** ИСХОДНЫЙ ОТРЫВОК **
# # # #

Позднее, в университете, когда разразились так называемые беспорядки, их устраивали главным образом евреи, в форме весьма нахальной. Кучка неевреев остро боролась против этих насильников. В их числе был и Владимир Гольденберг, получивший золотую медаль за сочинение по политической экономии. Это доставило ему большие неприятности со стороны евреев, отвернувшихся от него, когда он кончил университет. Он уехал в Петербург. Там я однажды посетил его перед русско-японской войной. Он был уже женат на еврейке из Вильно, интеллигентной девушке.
— Друзья моего мужа — мои друзья, — сказала она, знакомясь со мной.

# # # #

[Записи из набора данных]
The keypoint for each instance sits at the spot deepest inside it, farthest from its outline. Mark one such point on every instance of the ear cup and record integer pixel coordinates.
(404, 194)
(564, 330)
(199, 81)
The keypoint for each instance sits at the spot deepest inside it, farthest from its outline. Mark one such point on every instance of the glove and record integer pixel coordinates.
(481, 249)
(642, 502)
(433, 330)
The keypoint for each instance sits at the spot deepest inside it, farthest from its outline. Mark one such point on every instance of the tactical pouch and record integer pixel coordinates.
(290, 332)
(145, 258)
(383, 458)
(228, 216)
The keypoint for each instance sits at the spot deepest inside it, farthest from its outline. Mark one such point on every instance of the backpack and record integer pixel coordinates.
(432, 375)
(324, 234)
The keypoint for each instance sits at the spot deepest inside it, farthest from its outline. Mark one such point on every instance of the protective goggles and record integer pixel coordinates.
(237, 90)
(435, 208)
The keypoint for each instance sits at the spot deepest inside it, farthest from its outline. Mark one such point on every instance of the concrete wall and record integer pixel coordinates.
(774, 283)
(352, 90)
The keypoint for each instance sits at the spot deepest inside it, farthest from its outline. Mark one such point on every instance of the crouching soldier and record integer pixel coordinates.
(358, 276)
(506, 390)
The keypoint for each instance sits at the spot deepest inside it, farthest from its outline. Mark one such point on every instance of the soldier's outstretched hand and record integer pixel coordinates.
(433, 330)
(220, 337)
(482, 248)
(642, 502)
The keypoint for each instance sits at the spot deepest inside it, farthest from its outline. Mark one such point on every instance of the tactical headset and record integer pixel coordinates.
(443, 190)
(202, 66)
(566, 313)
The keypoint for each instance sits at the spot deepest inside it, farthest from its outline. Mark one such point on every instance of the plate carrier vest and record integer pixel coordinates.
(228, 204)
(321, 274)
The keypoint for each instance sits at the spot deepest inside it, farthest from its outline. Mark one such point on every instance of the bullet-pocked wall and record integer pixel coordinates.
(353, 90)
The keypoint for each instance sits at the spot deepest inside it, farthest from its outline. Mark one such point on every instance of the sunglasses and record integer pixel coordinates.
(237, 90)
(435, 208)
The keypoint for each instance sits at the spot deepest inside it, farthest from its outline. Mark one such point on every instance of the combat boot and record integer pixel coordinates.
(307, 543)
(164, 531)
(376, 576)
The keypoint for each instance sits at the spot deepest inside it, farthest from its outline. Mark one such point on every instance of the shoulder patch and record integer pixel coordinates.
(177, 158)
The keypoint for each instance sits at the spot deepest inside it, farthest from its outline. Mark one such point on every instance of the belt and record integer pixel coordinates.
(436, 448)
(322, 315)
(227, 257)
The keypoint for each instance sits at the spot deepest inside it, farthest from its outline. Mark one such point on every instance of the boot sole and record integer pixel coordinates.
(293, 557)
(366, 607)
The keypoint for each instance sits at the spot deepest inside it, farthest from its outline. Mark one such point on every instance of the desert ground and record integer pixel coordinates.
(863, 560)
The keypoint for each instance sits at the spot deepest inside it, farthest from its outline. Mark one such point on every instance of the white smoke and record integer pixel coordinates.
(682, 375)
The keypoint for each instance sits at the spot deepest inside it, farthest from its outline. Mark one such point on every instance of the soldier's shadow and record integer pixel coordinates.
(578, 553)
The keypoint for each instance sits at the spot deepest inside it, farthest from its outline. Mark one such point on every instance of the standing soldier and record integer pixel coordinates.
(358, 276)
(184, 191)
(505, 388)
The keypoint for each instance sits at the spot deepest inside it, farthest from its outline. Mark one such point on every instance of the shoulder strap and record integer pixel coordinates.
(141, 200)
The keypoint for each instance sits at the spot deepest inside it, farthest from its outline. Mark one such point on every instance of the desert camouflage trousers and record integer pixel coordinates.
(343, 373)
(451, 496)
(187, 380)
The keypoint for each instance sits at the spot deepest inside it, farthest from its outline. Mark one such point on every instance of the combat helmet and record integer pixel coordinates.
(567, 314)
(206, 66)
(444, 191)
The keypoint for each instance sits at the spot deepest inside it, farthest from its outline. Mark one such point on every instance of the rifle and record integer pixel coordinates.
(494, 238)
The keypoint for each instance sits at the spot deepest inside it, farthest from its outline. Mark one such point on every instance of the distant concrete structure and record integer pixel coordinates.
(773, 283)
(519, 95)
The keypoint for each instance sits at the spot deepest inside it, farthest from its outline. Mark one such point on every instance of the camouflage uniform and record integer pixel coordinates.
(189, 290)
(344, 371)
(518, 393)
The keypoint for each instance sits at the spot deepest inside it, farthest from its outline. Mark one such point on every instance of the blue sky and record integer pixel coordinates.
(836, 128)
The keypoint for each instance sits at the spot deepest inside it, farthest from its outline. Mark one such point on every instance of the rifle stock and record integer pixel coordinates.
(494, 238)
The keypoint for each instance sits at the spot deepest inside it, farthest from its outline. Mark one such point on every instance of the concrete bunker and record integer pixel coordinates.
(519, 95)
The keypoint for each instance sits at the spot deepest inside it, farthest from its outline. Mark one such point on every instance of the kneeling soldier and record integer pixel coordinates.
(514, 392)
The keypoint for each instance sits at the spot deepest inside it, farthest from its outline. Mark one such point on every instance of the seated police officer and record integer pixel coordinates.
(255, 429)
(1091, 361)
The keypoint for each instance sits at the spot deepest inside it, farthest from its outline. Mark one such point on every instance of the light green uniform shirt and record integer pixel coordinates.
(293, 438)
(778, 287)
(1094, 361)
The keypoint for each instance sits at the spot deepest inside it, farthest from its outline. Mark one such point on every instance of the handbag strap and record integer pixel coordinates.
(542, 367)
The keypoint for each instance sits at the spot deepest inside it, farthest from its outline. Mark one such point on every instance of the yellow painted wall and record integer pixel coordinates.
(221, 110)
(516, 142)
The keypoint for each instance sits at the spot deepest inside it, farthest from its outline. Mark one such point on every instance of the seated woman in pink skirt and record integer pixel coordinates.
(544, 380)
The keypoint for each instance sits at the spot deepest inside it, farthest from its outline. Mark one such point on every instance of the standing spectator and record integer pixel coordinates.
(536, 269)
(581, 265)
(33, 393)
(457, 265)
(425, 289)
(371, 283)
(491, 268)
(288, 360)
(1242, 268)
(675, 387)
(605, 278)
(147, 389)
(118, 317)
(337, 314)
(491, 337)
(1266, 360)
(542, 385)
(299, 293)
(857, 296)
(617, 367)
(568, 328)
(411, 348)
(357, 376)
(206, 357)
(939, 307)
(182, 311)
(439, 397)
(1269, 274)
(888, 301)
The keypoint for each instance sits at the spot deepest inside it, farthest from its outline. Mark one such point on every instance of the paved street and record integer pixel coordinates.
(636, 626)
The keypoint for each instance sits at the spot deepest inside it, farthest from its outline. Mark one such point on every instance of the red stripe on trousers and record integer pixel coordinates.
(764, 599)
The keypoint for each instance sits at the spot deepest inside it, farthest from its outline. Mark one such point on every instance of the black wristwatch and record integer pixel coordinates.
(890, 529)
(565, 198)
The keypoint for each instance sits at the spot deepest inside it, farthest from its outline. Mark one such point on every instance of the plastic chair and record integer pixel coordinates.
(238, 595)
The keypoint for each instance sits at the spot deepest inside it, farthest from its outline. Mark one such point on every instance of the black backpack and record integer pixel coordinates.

# # # #

** ВОПРОСЫ И ЗАДАНИЯ **
• a. Перепишите из отрывка без изменений фрагмент от слов «Позднее, в университете, когда» до слов «Вильно, интеллигентной девушке.» включительно.
• b. Переведите на английский язык предложение из отрывка: «Там я однажды посетил его перед русско-японской войной».
Записи здесь никакой роли не играют.

** ОЖИДАЕМЫЕ ОТВЕТЫ **
• a.
Позднее, в университете, когда разразились так называемые беспорядки, их устраивали главным образом евреи, в форме весьма нахальной. Кучка неевреев остро боролась против этих насильников. В их числе был и Владимир Гольденберг, получивший золотую медаль за сочинение по политической экономии. Это доставило ему большие неприятности со стороны евреев, отвернувшихся от него, когда он кончил университет. Он уехал в Петербург. Там я однажды посетил его перед русско-японской войной. Он был уже женат на еврейке из Вильно, интеллигентной девушке.

• b. I once visited him there before the Russo-Japanese War.